8. General Obligations. As an employee, you will be expected to continue to adhere to the Company’s standards of professionalism, loyalty, integrity, honesty, reliability and respect for all. You will also be expected to continue to comply with the Company’s policies and procedures. The Company is an equal opportunity employer.

 

9. At-Will Employment. Your employment with the Company continues to be for no specific period of time. Your employment with the Company will continue to be on an “at will” basis, meaning that either you or the Company may terminate your employment at any time for any reason or no reason. The Company also reserves the right to modify or amend the terms of your employment at any time for any reason. Any contrary representations which may have been made to you are superseded by this letter agreement. This is the full and complete agreement between you and the Company on this term. Although your job duties, title, compensation and benefits, as well as the Company’s personnel policies and procedures, may change from time to time, the “at will” nature of your employment may only be changed in an express written agreement signed by you and the Company’s Board of Directors.

 

10. Withholdings. All forms of compensation paid to you as an employee of the Company shall be less all applicable withholdings.

◆ Request A:
Pick out every line of the records that contains the word "skyscraper".

Stored data entries:
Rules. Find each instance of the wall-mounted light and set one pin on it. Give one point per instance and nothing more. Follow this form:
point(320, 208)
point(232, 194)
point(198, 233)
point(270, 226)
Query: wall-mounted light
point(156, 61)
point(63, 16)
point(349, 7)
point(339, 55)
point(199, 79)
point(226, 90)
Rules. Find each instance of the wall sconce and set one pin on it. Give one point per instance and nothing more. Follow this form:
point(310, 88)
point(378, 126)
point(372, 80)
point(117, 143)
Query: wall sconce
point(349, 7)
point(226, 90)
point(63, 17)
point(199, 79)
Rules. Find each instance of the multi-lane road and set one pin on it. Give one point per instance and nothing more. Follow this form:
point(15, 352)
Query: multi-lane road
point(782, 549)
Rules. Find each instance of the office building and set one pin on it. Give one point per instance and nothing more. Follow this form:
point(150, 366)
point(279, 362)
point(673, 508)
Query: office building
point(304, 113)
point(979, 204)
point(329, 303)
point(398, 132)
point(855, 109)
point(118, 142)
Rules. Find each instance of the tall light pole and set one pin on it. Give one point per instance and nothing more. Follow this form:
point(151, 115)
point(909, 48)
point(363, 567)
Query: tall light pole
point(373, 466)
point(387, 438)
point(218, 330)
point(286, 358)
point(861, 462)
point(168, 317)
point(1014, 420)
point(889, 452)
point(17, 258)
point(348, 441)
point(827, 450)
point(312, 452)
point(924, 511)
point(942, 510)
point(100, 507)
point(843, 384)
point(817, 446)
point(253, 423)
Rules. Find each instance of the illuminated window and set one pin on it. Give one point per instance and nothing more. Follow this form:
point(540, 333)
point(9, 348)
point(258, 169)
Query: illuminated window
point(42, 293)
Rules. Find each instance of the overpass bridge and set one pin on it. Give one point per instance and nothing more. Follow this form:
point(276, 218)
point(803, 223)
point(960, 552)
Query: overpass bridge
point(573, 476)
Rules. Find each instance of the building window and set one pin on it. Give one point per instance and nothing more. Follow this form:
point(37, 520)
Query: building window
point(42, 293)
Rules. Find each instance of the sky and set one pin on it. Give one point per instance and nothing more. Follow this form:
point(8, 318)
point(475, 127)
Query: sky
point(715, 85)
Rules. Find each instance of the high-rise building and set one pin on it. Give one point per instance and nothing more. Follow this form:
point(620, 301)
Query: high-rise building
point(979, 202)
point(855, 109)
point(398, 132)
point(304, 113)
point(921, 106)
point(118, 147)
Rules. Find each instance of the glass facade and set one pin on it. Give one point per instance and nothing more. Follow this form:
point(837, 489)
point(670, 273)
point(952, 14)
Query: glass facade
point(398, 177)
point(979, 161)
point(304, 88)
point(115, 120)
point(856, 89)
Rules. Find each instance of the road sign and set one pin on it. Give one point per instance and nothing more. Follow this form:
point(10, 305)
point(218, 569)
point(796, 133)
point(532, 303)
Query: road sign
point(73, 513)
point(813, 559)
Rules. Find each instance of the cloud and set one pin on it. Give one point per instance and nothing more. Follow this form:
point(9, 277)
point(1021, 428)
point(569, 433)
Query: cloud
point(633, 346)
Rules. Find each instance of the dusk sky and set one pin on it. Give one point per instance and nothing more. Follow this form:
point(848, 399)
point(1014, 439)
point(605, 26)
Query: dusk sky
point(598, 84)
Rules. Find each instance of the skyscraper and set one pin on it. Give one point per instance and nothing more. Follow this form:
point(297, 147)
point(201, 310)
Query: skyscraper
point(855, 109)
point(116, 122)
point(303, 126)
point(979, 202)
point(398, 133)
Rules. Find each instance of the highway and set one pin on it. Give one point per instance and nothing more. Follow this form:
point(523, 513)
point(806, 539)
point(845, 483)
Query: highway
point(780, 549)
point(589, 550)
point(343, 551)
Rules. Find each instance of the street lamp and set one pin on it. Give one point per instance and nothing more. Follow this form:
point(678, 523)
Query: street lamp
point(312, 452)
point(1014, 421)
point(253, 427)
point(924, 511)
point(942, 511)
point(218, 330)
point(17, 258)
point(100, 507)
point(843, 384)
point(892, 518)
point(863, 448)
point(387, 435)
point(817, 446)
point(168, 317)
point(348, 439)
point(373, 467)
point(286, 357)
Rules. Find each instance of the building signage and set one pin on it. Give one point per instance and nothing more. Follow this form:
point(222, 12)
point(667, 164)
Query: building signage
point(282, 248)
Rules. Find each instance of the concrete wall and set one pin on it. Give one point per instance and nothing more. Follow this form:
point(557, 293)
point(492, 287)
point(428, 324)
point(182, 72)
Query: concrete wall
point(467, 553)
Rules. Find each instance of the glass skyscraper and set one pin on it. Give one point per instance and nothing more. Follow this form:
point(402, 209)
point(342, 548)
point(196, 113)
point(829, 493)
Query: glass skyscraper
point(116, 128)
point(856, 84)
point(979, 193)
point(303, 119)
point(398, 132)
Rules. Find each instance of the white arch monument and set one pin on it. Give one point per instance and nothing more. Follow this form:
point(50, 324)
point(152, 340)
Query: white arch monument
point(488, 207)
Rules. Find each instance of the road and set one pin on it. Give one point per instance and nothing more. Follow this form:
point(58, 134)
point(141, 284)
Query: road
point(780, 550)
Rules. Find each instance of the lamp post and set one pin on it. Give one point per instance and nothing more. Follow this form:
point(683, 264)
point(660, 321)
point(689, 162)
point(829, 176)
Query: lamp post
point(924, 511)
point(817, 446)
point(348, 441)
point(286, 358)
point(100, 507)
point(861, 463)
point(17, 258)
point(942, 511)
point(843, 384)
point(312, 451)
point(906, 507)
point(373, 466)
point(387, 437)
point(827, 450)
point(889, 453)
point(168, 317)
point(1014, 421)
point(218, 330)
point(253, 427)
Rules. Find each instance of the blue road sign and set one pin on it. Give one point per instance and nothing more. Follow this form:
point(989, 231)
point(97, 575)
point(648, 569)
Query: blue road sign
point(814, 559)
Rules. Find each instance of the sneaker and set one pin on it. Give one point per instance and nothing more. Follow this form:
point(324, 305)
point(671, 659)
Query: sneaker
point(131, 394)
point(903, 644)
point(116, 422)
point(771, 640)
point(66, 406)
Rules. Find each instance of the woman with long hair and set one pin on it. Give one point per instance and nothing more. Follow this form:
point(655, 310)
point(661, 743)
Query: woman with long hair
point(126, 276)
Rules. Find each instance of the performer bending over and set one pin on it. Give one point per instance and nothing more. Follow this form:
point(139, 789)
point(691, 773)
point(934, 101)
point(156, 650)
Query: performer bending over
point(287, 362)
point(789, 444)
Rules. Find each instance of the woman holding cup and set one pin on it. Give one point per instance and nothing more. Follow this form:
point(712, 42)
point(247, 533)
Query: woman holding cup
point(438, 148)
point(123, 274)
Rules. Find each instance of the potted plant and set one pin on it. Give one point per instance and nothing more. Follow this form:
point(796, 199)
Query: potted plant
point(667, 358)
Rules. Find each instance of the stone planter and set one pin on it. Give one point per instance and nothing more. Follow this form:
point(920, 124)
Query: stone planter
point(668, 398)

◆ Request B:
According to the employment letter excerpt, which standards is an employee expected to keep adhering to? List them all.

◆ Worked solution A:
Rules. Find each instance of the skyscraper and set one pin on it. Give one point per instance and nothing more. Follow this form:
Query: skyscraper
Rules. Find each instance of the glass skyscraper and set one pin on it. Give one point per instance and nothing more. Follow this form:
Query: glass skyscraper

◆ Worked solution B:
professionalism
loyalty
integrity
honesty
reliability
respect for all